* [WHAT IS ASKED]: List every row below that contains the word "neck", copying each one in full.

Items listed in a dataset:
--- begin ---

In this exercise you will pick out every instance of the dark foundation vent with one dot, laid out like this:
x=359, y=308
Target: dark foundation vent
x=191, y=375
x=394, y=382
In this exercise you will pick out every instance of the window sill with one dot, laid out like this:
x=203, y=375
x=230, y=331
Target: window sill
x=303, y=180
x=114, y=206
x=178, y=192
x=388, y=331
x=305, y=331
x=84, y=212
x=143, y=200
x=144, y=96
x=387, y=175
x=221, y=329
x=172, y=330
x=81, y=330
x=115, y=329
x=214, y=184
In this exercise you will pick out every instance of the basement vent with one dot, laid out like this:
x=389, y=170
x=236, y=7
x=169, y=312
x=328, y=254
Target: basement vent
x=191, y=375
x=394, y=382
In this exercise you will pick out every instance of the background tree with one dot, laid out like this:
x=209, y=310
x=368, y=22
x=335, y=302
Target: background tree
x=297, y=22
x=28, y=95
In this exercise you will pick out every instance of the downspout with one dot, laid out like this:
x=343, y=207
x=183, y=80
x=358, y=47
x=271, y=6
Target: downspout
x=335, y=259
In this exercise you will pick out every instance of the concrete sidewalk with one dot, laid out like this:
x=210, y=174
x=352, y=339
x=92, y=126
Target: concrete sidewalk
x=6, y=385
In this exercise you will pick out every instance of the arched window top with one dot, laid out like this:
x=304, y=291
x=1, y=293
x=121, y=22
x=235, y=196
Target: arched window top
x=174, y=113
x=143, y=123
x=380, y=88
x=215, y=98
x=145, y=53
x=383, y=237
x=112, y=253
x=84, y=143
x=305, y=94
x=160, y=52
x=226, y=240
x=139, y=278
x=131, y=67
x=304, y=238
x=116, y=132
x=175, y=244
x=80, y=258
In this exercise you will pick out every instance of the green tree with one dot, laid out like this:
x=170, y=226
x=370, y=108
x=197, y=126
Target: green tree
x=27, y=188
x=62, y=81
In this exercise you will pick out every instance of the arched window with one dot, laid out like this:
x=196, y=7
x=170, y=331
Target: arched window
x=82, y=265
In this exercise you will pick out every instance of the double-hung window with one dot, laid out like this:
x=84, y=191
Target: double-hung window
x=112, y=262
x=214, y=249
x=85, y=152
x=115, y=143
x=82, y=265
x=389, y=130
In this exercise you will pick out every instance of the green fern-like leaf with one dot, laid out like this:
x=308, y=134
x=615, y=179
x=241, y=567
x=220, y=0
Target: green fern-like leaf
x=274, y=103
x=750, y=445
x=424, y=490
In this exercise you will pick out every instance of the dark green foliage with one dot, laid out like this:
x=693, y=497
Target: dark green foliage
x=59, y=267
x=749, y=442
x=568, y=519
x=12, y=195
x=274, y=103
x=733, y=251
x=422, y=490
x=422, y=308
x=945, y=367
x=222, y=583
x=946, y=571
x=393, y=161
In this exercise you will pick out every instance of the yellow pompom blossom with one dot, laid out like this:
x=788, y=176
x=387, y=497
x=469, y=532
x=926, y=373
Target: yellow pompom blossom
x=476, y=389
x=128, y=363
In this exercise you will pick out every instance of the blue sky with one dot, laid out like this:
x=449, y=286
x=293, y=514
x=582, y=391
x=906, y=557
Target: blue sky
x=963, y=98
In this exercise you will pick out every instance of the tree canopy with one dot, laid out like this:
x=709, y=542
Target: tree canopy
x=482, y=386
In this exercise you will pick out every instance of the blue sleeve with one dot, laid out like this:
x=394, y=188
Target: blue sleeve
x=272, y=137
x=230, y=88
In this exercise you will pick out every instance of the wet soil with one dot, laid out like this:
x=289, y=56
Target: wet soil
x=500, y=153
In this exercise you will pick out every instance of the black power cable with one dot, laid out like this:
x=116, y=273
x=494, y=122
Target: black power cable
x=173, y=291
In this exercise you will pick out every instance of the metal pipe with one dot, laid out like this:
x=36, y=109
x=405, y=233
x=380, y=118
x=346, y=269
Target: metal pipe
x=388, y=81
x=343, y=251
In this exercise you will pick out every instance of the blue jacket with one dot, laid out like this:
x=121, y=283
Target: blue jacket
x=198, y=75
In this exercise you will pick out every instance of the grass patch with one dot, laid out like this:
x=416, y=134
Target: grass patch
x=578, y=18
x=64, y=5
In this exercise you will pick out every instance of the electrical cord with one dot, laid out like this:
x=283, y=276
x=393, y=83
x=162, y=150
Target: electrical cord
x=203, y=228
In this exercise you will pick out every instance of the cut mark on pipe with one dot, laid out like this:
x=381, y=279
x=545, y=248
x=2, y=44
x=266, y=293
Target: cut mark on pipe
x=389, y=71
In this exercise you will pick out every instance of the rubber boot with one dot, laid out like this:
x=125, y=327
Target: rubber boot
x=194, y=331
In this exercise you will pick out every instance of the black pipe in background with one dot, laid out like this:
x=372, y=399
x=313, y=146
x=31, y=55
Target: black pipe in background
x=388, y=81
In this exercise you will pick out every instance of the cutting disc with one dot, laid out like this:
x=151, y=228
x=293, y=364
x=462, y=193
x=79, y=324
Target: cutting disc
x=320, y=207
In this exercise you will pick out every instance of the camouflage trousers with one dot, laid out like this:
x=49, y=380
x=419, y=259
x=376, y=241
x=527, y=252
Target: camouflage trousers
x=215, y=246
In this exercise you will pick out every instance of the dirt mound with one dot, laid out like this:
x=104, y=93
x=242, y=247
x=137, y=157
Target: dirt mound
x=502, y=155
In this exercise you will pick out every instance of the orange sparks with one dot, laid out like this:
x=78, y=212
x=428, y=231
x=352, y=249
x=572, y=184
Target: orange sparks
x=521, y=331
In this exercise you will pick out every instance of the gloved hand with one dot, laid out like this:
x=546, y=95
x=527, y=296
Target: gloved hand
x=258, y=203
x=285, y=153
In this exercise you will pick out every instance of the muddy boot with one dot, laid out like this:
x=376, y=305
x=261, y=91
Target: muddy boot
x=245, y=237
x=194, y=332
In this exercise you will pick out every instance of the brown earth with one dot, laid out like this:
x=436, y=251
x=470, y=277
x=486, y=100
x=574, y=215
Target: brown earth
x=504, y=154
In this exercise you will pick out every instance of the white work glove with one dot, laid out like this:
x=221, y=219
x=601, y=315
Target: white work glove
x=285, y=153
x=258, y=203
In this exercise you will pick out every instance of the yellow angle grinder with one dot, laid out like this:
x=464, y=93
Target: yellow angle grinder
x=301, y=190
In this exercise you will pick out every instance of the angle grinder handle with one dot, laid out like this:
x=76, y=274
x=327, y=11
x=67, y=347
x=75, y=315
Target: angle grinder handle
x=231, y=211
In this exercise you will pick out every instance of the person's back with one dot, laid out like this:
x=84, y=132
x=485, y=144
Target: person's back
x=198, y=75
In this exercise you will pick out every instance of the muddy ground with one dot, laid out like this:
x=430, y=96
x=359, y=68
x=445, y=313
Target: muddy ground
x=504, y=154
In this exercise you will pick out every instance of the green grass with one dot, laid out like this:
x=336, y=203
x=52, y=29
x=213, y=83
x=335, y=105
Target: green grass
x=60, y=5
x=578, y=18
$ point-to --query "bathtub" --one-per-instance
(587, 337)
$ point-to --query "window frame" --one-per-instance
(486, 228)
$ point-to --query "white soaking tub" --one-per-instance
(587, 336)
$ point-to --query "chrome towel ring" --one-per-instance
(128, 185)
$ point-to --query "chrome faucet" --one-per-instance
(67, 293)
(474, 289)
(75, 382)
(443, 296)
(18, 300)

--- end ---
--- begin ---

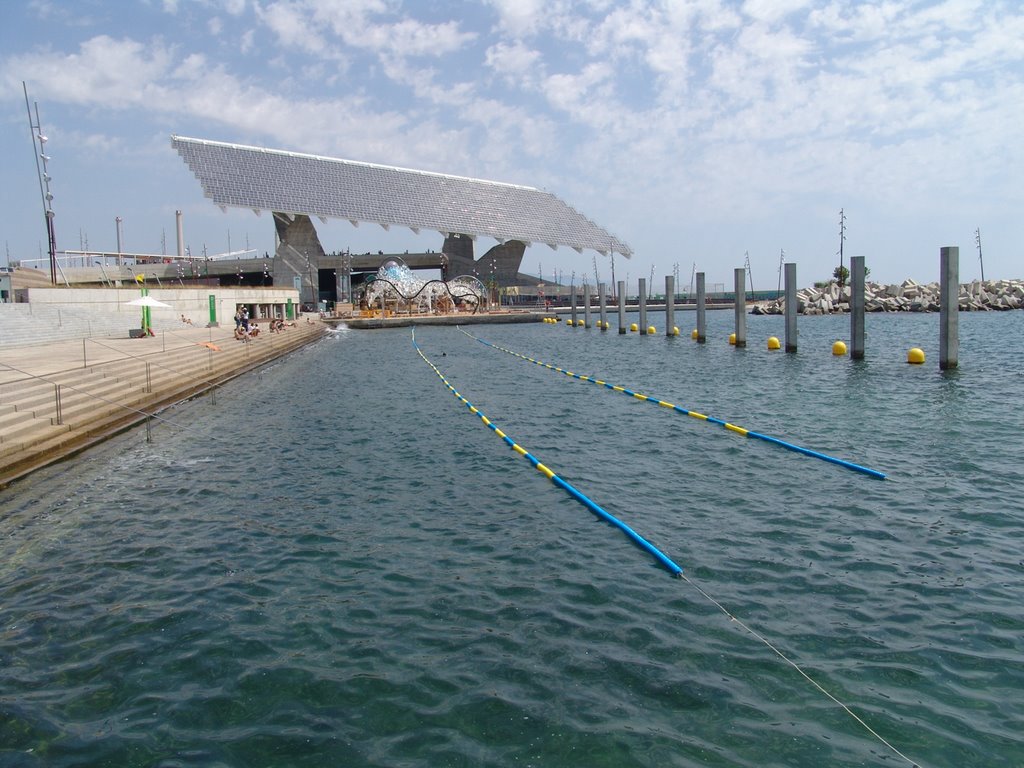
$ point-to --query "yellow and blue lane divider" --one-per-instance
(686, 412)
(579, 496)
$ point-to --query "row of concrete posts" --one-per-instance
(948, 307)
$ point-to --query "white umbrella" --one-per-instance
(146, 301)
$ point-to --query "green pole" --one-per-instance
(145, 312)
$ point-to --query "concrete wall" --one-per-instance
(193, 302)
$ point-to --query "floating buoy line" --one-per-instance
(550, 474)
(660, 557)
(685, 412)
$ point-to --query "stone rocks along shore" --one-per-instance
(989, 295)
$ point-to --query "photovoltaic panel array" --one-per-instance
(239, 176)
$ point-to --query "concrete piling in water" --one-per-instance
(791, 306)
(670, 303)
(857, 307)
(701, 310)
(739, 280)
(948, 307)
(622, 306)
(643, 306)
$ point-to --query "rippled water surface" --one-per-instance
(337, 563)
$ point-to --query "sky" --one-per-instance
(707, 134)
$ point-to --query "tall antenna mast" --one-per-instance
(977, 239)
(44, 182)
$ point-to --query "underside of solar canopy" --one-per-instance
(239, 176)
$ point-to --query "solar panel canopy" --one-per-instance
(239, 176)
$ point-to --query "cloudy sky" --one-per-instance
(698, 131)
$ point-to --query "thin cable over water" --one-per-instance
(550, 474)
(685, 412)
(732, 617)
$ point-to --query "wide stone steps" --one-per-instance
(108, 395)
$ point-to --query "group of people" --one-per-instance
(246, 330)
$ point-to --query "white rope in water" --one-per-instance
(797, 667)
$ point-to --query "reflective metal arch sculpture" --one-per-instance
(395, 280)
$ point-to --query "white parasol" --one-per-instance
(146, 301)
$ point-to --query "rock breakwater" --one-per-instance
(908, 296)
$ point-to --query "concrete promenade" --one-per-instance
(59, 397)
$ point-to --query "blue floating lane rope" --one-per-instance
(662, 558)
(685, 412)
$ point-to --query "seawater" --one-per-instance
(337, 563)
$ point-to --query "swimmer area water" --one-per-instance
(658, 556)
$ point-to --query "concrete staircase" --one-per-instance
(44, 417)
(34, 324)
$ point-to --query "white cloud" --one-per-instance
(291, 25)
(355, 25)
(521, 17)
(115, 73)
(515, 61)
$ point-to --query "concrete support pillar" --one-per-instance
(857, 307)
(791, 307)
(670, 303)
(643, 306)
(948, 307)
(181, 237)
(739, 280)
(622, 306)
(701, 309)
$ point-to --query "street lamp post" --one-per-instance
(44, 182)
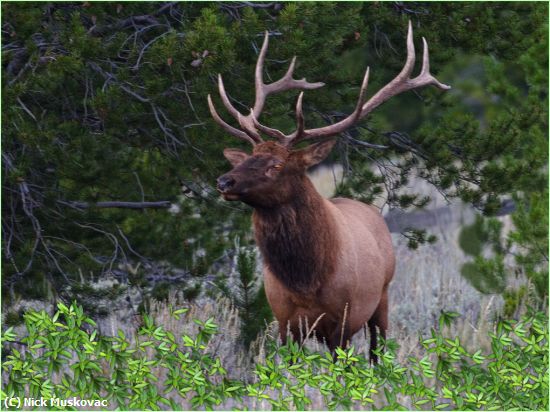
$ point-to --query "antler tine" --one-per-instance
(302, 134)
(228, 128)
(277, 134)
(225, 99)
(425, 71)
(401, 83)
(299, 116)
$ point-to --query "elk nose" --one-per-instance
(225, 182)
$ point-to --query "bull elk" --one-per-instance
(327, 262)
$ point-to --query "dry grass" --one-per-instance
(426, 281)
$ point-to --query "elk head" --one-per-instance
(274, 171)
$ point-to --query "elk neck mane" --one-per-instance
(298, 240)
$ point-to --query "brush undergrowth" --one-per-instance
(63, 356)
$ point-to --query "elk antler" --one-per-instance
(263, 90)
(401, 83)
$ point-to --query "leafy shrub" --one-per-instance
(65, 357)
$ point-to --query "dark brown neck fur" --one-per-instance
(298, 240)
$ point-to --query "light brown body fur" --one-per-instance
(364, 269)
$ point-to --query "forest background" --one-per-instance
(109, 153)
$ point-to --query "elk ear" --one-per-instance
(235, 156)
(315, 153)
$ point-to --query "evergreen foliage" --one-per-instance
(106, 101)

--- end ---

* [WRITTEN SOLUTION]:
$ point-to --query "elk neck mane" --one-per-instance
$ point-to --query "dark brown neck fur" --one-per-instance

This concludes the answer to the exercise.